Set task —
Decide whether each statement below agrees with the passage on Georgian food in the Midpeninsula, answering yes or no and quoting the deciding words of the passage. 1. Bevri opened in downtown Palo Alto in February. 2. Kolkhida takes its name from a Georgian river. 3. Khachapuri is a dumpling filled with meat.

Given passage —
------------------------------------
Wursthall, which is opening a second location in San Jose, offers more example of the Peninsula keeping to the forefront of the culinary world this year.

Georgy Khatoev makes beef khinkali, a steamed dumpling, from scratch in his food truck in Mountain View. (Photo by Natalia Nazarova)

GEORGIA RISES … The Midpeninsula gained not one, but two Georgian eateries in 2018. Pavel Sirotin, who is from Russia, opened Bevri in downtown Palo Alto in February after moving to the Bay Area and noticing the absence of Georgian restaurants. And in Mountain View, couple Teresa Kasoyan and Georgy Khatoev launched a Georgian food truck called Kolkhida — named for an ancient Georgian kingdom known for its wine, food and farming — in late September.

Both restaurant and truck serve traditional Georgian dishes such as pkhali (a mixture made from spinach, beets, walnuts and other ingredients), khinkali (dumplings filled with meat and/or vegetables) and khachapuri (a large boat-shaped piece of bread filled with cheese and an egg).
------------------------------------
Dataset excerpt
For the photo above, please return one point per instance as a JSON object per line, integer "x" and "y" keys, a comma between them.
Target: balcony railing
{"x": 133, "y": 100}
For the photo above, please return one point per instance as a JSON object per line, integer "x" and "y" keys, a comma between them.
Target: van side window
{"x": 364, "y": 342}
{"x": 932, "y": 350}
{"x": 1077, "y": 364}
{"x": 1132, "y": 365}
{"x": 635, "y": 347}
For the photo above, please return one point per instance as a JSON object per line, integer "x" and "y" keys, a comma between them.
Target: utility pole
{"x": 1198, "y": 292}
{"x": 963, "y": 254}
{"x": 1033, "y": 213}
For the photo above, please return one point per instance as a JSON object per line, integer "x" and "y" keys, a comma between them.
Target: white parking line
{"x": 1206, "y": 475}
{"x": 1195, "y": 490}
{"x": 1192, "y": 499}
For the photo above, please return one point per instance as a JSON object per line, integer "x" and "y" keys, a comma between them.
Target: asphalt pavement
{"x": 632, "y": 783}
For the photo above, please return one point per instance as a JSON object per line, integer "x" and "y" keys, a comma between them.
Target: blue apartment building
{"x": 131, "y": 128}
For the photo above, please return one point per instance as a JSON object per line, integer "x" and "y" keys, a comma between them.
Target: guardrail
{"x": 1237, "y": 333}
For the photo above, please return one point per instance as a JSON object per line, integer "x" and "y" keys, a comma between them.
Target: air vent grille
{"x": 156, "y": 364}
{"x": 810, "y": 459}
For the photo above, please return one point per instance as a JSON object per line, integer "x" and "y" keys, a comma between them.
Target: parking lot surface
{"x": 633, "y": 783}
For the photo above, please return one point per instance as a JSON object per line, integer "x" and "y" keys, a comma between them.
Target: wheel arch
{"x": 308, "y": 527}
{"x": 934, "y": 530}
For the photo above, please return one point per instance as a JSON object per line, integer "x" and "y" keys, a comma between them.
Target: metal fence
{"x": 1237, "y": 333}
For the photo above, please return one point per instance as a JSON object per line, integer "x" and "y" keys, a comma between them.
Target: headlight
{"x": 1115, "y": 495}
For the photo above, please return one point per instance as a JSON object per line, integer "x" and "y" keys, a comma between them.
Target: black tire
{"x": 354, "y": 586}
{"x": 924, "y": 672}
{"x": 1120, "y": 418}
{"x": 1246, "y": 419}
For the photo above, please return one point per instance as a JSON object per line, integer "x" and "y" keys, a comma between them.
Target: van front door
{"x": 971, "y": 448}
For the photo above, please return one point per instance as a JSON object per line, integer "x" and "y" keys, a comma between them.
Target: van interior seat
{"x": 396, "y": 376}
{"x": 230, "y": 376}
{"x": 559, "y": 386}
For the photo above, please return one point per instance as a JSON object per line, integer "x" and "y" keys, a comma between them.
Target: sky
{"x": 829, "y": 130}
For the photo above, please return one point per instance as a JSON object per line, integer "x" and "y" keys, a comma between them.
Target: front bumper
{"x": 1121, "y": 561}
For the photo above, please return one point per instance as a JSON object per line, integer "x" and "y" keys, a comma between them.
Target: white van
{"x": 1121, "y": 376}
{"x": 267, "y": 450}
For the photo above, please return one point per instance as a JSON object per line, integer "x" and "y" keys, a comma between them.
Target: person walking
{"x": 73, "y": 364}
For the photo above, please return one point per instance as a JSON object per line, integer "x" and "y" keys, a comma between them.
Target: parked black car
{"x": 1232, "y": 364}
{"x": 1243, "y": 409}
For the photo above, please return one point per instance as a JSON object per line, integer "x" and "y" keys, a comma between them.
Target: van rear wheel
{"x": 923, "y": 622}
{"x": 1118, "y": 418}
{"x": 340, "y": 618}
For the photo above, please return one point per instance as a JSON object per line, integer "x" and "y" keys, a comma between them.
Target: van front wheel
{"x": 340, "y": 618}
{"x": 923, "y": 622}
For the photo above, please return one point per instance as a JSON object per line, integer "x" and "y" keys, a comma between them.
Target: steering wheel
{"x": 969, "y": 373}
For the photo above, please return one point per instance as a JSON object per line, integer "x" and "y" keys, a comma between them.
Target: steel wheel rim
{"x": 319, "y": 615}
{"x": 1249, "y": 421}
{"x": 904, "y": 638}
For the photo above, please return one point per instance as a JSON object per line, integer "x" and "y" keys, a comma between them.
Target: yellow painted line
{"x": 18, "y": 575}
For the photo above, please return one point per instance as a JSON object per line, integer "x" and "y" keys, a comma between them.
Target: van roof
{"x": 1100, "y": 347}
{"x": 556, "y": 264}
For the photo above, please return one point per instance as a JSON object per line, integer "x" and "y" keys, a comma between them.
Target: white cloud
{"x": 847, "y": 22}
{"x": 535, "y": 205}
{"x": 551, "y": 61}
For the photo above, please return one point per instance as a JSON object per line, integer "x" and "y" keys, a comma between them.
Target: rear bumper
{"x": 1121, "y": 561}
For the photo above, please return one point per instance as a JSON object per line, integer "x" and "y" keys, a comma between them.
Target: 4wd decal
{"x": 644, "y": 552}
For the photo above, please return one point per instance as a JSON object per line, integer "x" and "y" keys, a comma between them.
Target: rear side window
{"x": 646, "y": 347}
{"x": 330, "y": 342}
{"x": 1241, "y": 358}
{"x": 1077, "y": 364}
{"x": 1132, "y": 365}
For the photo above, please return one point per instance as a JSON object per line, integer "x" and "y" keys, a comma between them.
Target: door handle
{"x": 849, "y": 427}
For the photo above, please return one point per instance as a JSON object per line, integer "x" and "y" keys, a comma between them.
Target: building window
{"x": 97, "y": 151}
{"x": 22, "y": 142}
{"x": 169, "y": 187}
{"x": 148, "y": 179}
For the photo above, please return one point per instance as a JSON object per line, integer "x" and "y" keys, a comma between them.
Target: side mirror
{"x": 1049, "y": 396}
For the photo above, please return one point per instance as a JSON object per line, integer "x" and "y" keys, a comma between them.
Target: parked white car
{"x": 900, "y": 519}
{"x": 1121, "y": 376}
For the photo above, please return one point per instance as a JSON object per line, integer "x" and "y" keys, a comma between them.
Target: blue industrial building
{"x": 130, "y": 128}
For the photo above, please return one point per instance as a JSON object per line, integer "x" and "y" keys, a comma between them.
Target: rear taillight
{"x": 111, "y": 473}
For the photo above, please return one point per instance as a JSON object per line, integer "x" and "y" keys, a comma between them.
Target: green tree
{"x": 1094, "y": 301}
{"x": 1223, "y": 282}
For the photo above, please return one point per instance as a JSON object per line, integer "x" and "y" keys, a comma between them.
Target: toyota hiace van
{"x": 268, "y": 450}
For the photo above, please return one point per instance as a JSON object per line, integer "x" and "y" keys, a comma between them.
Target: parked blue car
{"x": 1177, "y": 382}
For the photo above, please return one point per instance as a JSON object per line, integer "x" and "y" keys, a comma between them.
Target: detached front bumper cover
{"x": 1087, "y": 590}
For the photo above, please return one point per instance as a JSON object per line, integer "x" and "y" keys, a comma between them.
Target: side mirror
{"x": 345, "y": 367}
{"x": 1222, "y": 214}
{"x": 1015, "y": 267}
------------------------------------
The response —
1. Yes: "opened Bevri in downtown Palo Alto in February"
2. No: "named for an ancient Georgian kingdom known for its wine, food and farming"
3. No: "khachapuri (a large boat-shaped piece of bread filled with cheese and an egg)"